(Position annotation records)

⁂

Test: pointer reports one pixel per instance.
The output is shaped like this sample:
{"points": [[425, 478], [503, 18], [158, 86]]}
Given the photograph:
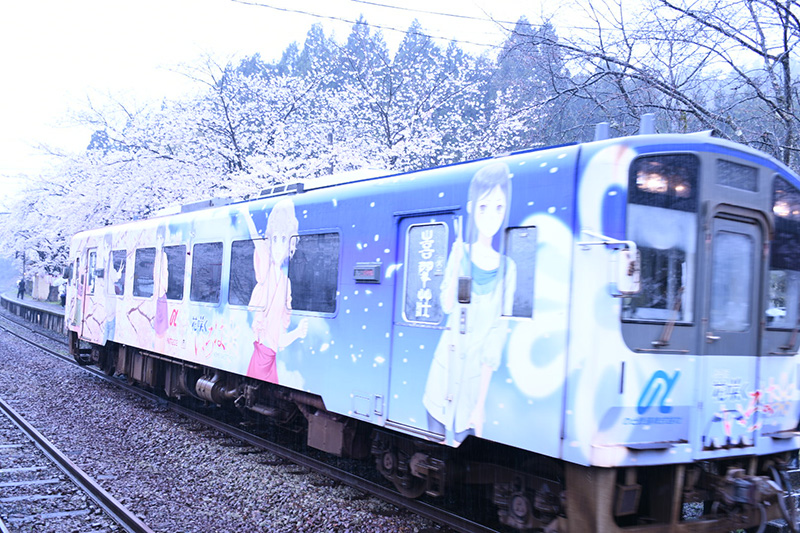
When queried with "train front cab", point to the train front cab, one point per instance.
{"points": [[683, 397]]}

⁂

◆ Exercise prompt
Can you add 38 to every coordinate in the listing's answers and write out all of its lines again, requests included, with the pictures left out?

◆ Solution to the problem
Test: pointer reports one pixel per instance.
The output is shaped like this sample:
{"points": [[425, 478], [503, 18], [158, 86]]}
Given the photograph:
When queried with "train front cab", point to the train front cab, one point per instance.
{"points": [[721, 435]]}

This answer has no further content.